#### [Document extract]

We've spent so much time looking at the films that helped define a decade and are celebrating their 30th anniversary this year, but since we are a radio station, maybe its a good idea to look at the music that turned 30 this year too.

Instead of focusing on a single song for this list, we're looking at albums that were released in 1984.  Not just the most successful albums in terms of chart placement and units sold, but also albums from people that are still worth noting today.  We have several debut albums to take a look at, as well as some of the biggest albums not only of the year, but also the decade, and even of all time.

  • 'Thriller' by Michael Jackson

    November 30, 1982

    Yes, we're starting our 1984 list with an album that was released in November of 1982, but you cannot talk about 1984 in music and not cover 'Thriller'.  A mainstay on the Billboard charts since its release, 1984 was the year that the Guinness Book of World Records recognized 'Thriller' as the best selling album of all time, and went on to win eight American Music Awards, 3 MTV Video Music Awards, and a record-setting eight Grammys, including Album of the Year.

    Notable Tracks:  Though the entire album is revered, the standout tracks could be narrowed down to 'Thriller', 'Beat It', 'Billie Jean', and his duet with Paul McCartney, 'The Girl is Mine'.

  • '1984' by Van Halen

    January 9, 1984

    The sixth studio album for Van Halen, '1984' is not only the group's most successful album, but the last full-length album to feature all four original members with David Lee Roth leaving the band the following year and Michael Anthony leaving in 2005 before Roth rejoined in 2007.  '1984' hit #2 on the Billboard Hot 100 behind 'Thriller' and remained there for five weeks, producing a #1 hit in 'Jump' and three other hit singles.  Since its release it has regularly shown up on lists of decade-defining albums.

    Notable Tracks:  Apart from the Billboard Hot 100 #1 single 'Jump', Van Halen had two more Top 20 hits, 'Panama' and 'I'll Wait'.  And their video for 'Hot For Teacher' became a hit in the early days of MTV.

  • 'Bon Jovi' by Bon Jovi

    January 21, 1984

    Though not a standout hit, Bon Jovi's self-titled album is noteworthy for being the debut album of the wildly popular and long-lasting group.  Peaking in the 40s in the Billboard Hot 100, 'Bon Jovi' ended up producing two top 50 singles, but much of the album's songs were abandoned in live performances two years later with the release of 'Slippery When Wet'.

#### [The request]
Continue the 1984 albums list from the point where the text stops.

#### [Dataset records]
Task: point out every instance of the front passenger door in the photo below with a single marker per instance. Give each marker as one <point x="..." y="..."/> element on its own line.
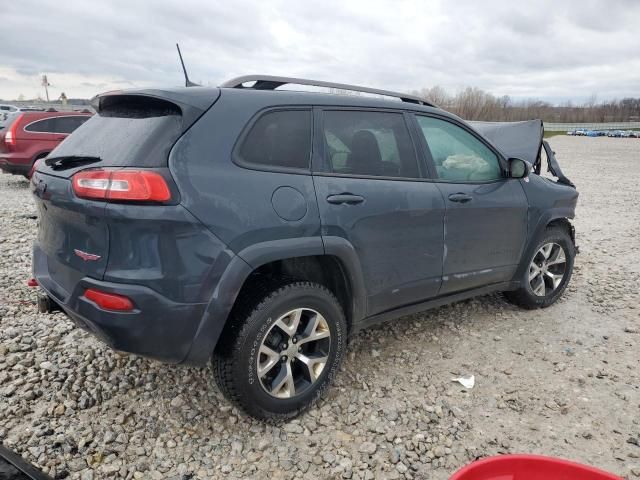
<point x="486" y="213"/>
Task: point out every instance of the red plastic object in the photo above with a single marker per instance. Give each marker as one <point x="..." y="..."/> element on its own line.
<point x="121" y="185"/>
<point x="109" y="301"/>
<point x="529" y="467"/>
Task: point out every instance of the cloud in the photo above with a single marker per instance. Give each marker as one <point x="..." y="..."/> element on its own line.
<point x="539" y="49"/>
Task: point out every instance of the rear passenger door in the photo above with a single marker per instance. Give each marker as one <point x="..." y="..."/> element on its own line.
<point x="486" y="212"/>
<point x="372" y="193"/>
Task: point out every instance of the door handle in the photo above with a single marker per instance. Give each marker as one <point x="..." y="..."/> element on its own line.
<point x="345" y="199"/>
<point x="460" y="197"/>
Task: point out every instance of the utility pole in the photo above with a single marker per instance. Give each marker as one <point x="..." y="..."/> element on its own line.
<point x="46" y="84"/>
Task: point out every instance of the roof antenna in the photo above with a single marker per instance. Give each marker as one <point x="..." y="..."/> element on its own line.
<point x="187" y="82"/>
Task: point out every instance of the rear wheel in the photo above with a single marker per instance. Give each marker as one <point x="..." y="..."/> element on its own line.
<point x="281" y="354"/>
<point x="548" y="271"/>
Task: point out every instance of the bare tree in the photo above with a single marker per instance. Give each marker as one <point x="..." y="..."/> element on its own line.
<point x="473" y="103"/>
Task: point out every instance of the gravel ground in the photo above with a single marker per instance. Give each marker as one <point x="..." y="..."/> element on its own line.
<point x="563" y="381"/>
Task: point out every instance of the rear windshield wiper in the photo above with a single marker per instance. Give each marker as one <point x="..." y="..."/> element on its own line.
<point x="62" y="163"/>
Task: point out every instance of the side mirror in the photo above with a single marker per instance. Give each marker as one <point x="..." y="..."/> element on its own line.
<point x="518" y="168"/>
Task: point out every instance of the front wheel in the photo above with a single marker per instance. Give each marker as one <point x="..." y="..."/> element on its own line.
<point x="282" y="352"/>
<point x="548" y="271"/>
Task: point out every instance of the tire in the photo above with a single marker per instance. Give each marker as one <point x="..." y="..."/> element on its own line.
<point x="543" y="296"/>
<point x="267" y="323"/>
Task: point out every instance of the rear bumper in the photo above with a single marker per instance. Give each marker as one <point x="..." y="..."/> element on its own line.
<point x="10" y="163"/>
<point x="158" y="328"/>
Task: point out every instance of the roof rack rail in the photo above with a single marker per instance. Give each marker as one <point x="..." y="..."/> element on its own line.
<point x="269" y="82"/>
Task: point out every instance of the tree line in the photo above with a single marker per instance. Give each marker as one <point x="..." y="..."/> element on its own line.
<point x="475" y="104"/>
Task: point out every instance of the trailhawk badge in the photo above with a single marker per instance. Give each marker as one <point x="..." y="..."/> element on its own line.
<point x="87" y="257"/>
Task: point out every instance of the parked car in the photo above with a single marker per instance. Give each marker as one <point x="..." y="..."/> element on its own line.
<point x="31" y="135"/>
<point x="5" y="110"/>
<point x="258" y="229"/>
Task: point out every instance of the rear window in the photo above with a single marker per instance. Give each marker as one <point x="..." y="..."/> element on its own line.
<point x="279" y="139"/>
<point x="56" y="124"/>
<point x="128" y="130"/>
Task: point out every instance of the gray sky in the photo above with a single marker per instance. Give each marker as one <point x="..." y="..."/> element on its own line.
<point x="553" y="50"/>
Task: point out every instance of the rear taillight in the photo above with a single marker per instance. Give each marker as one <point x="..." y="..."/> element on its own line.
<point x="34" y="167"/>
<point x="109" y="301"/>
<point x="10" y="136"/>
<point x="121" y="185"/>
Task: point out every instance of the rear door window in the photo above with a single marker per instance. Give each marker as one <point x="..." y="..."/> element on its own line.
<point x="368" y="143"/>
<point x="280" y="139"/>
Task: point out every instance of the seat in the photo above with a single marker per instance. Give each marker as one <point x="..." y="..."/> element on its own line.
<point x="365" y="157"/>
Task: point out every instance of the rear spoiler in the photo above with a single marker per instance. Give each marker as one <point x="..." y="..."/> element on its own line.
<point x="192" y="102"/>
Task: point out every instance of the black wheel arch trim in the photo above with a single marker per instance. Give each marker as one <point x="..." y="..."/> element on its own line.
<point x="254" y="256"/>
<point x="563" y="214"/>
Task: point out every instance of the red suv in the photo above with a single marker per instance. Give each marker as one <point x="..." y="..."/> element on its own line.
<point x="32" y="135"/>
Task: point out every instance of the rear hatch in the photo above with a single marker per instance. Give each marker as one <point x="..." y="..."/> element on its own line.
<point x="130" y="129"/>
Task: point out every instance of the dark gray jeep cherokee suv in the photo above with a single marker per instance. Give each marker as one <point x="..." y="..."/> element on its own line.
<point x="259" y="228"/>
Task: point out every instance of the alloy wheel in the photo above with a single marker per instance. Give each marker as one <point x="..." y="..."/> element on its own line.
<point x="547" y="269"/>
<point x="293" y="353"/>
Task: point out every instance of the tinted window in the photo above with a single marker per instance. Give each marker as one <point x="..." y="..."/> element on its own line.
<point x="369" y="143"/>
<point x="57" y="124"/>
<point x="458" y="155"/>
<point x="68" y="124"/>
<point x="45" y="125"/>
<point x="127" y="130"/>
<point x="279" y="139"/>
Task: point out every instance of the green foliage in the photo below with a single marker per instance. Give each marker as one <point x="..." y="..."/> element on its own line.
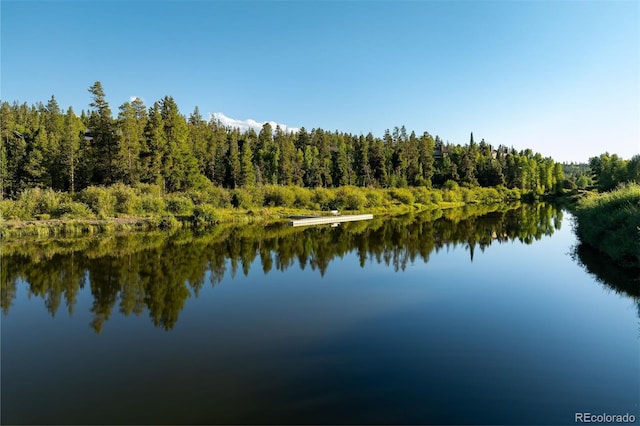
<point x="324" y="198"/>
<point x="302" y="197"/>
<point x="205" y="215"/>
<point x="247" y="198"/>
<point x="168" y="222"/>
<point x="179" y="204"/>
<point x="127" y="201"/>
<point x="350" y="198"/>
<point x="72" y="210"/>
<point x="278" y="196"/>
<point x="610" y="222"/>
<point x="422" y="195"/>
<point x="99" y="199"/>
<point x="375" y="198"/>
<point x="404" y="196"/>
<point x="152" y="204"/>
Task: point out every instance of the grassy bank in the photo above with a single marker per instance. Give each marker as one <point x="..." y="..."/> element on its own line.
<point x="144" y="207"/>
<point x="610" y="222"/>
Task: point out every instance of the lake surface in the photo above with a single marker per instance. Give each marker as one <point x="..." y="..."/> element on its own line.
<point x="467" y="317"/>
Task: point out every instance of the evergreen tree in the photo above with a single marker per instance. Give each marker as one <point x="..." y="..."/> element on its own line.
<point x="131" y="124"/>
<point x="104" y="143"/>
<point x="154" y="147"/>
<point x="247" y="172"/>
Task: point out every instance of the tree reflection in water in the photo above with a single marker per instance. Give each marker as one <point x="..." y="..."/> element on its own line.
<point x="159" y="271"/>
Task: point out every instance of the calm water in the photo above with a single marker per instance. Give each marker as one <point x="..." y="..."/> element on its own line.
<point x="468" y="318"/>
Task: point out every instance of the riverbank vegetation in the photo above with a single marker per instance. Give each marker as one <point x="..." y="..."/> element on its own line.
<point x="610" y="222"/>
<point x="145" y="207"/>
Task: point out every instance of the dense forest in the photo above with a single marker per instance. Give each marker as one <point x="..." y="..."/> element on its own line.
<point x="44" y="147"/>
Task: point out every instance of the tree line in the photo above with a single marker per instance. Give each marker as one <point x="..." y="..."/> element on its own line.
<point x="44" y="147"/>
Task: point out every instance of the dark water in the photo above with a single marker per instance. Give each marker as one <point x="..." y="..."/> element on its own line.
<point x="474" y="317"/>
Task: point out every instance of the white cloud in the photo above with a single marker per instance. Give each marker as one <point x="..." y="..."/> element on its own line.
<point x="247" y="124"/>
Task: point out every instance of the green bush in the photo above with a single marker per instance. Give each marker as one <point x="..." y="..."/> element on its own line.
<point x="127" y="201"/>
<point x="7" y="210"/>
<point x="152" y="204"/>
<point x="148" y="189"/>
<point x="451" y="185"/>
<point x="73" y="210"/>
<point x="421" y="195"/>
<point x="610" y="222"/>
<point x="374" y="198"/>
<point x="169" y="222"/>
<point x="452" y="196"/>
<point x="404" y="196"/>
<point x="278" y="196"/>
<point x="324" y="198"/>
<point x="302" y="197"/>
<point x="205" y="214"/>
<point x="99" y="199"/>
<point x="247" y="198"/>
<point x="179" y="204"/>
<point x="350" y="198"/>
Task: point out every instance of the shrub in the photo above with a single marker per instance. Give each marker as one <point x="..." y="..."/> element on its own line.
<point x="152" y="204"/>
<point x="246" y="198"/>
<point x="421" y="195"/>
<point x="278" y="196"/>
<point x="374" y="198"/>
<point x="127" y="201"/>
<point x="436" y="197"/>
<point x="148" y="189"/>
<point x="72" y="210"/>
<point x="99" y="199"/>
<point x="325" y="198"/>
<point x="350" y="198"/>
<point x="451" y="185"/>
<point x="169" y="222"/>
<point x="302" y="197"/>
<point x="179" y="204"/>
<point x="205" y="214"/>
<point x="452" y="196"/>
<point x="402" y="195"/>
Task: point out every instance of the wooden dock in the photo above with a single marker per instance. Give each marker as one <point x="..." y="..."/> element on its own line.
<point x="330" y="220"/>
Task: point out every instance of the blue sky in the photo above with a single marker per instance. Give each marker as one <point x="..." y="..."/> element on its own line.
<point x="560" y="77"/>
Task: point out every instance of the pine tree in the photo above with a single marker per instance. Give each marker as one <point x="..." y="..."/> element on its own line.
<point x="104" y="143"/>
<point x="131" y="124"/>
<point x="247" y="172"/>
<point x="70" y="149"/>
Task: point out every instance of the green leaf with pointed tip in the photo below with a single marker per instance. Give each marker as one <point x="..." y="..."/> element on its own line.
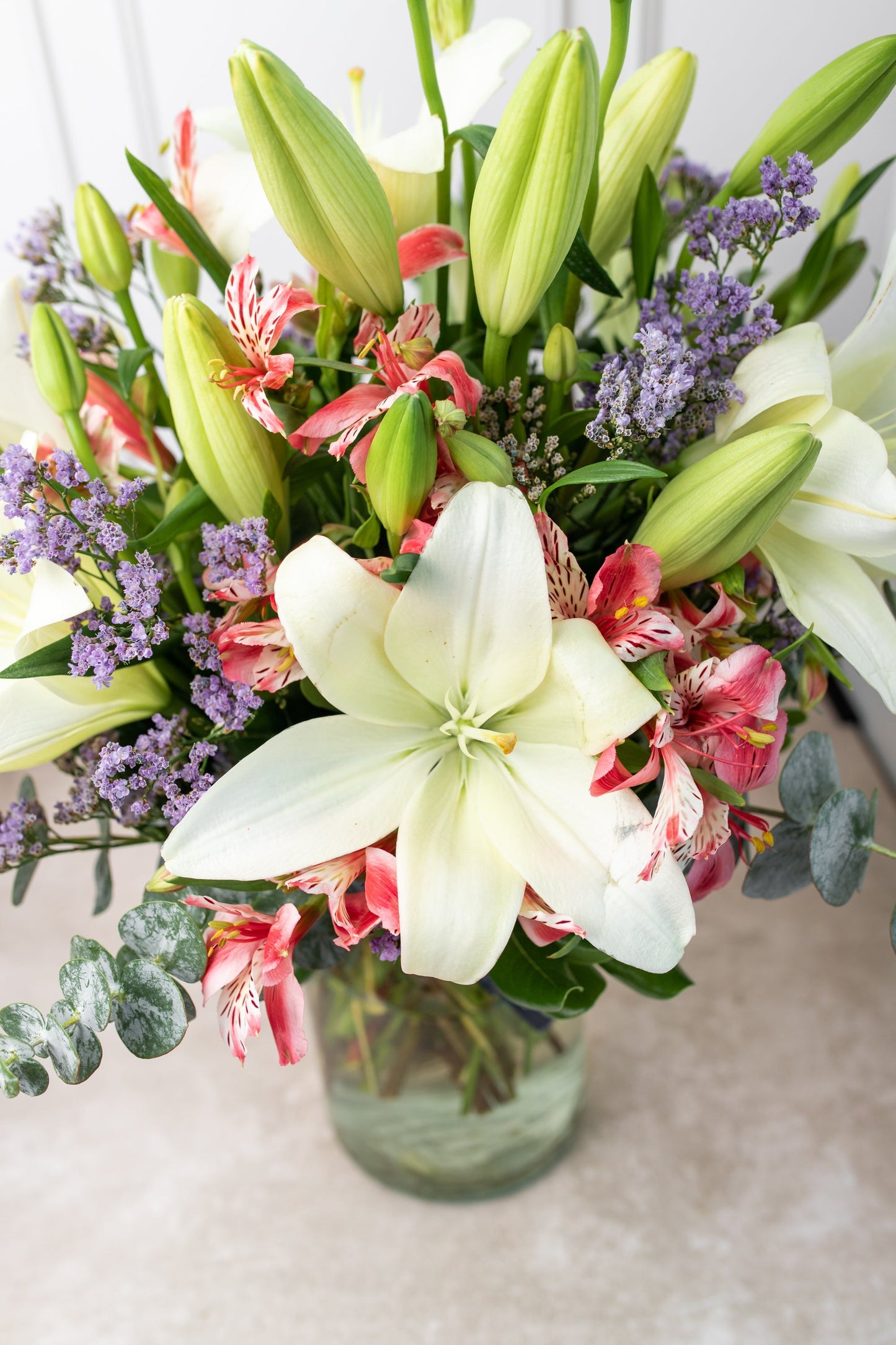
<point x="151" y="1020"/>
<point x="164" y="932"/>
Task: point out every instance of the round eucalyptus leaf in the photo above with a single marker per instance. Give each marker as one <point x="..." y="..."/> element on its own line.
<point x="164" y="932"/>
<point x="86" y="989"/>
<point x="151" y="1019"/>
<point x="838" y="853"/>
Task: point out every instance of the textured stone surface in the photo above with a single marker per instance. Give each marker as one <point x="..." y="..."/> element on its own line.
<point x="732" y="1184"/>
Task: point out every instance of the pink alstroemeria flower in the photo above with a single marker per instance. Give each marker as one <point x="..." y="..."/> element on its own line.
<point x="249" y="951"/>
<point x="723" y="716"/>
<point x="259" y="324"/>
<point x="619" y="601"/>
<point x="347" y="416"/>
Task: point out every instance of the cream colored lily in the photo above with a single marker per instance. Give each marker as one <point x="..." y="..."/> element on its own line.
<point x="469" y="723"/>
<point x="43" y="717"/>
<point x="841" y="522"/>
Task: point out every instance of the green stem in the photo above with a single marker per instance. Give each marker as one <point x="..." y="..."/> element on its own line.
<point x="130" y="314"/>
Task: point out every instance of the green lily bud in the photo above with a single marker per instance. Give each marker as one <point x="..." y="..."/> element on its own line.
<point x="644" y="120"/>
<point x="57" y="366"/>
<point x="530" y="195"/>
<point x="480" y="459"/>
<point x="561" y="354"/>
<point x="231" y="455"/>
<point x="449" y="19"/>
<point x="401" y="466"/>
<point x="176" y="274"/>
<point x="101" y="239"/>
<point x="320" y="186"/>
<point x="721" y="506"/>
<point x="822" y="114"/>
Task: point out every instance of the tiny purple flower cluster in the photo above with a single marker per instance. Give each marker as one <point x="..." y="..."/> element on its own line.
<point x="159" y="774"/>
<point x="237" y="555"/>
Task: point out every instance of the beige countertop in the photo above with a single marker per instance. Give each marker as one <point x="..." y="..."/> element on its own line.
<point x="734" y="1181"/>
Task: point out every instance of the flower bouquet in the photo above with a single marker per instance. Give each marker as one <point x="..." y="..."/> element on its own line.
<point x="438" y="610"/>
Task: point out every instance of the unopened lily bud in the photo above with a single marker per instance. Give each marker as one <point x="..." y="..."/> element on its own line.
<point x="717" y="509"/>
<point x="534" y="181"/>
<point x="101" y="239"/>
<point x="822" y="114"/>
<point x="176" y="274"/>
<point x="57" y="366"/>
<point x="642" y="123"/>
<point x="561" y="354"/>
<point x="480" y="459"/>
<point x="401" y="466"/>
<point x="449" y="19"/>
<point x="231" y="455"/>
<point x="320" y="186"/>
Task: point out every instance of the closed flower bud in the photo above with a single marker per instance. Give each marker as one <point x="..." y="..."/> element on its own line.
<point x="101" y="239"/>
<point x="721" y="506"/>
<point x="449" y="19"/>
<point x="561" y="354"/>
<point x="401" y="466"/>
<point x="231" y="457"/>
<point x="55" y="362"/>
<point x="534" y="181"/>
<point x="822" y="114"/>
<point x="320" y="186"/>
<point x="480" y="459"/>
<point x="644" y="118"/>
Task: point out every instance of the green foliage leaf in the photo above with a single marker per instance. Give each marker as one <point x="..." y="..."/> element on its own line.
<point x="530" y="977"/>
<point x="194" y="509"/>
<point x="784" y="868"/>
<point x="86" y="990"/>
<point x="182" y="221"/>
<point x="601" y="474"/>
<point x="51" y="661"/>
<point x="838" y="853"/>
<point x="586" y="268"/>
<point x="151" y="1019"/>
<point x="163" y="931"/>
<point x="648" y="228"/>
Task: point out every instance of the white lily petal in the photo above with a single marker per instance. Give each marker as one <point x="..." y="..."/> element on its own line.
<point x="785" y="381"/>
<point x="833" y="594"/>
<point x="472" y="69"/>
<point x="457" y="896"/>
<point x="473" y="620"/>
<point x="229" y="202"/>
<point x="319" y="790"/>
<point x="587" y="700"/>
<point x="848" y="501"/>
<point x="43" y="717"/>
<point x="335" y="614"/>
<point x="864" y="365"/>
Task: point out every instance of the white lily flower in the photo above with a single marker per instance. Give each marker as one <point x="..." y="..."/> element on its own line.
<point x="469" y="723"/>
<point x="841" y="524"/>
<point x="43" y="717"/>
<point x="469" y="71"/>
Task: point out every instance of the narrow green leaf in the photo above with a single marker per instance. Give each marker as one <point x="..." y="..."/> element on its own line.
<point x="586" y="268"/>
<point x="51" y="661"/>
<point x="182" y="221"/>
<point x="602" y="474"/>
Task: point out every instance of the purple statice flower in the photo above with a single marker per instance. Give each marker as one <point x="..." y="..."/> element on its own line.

#### [The answer]
    Notable Tracks:  'Runaway' was the highest charting single from album, peaking at #39, and 'She Don't Know Me', trailing behind at #49.

  • 'Weird Al Yankovic in 3D' by Weird Al Yankovic

    February 28, 1984

    The second studio album for Weird Al Yankovic, 'Weird Al Yankovic in 3D' saw the starting of two trends for Yankovic, parodying Michael Jackson and polka medleys of popular songs.  The Jackson parody, 'Eat It' hit #12 on the BIllboard Hot 100 and remained Yankovic's best charting single until 2006's 'White & Nerdy'.  The album reached an impressive #17 on the Billboard charts, had three Top 100 singles, and even won a Grammy for 'Eat It'.

    Notable Tracks:  There's the ever-iconic 'Eat It', but Police parody 'King of Suede' and Greg Kihn Band parody 'I Lost On Jeopardy' both charted in the Top 100.

  • 'Run-D.M.C.' by Run-D.M.C.

    March 27, 1984

    1984 featured yet another debut album from a long-standing iconic group, this time the self-titled album from hip-hop legends Run-D.M.C.  While hip-hop in the early 80s was known for light beats and lyrics, the increase of intensity and aggression by Run-D.M.C. lead to more popularity and exposure for hip-hop, branding the group as the pioneers of the modern hip-hop movement.  The group's debut hit #53 on the Billboard Hot 100, but also ranked #14 on the Top R&B/Hip-Hop Albums.

    Notable Tracks:  'Run-D.M.C.' ended up with five single that charted on either the R&B or Dance charts with 'Its Like That', 'Hard Times', 'Rock Box', '30 Days', and 'Hollis Crew'.

  • 'This is Spinal Tap' by Spinal Tap

    April 30, 1984

    Acting as the soundtrack to the film of the same name, 'This is Spinal Tap' became unique in the music world as both a soundtrack, a debut album, and an album for a fictional band (all songs actually being written, composed, and produced by the actors themselves).  Christopher Guest, Michael McKean, and Harry Shearer would continue to play as Spinal Tap due to the success of the film and the popularity of the soundtrack, going on to make many live appearances on television shows like 'The Simpsons' (of which Harry Shearer is a regular cast member), 'The Tonight Show', and 'Saturday Night Live' (which all three members have been cast members of).  The group would also go on to produce two more studio albums, the latest as recent as 2009.

    Notable Tracks:  Beloved tracks from the movie have actually made it to air on hard rock stations in the past 30 years, mainly 'Big Bottom', 'Stonehenge', and 'Hell Hole'.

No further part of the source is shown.